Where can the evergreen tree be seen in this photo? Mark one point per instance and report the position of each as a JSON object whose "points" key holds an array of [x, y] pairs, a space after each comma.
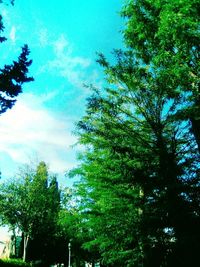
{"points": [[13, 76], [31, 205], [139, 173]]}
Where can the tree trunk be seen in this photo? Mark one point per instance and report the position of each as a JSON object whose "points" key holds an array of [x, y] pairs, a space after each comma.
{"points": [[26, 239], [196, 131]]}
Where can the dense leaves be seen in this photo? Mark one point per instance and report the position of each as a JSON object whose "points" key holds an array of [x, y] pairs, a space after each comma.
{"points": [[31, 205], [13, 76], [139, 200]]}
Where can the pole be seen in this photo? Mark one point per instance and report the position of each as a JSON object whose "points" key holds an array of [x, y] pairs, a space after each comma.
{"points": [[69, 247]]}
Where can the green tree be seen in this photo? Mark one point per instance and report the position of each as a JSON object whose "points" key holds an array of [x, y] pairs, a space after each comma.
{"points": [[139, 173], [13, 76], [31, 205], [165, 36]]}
::::::::::
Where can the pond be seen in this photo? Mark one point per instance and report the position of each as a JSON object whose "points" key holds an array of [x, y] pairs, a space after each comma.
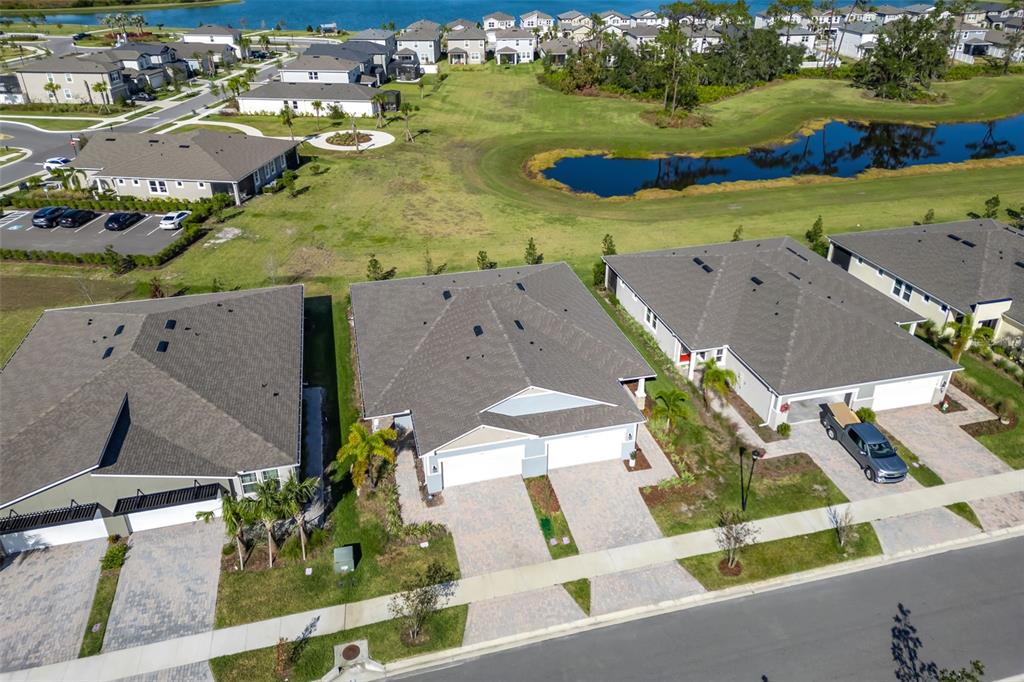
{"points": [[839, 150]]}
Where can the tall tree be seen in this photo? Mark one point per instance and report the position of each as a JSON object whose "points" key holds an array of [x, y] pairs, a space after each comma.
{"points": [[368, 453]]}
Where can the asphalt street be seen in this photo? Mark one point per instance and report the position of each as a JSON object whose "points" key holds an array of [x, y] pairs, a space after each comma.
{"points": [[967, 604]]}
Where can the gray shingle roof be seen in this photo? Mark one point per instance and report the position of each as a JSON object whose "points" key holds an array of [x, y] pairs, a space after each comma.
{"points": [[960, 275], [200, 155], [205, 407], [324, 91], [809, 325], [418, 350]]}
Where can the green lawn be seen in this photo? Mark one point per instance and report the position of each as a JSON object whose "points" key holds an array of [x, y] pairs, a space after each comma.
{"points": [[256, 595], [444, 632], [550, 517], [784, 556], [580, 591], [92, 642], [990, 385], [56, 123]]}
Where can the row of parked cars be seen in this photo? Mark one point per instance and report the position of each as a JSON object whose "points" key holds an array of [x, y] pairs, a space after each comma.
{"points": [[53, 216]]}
::::::::::
Gather every line of the material above that contains the word "tall", and copy each one out in full.

Where can the tall tree be seen in this photo? Mark one point per instance and report the position of each as a JSON object whose "points" key holds an array of [x, y] pairs, a space after each comma.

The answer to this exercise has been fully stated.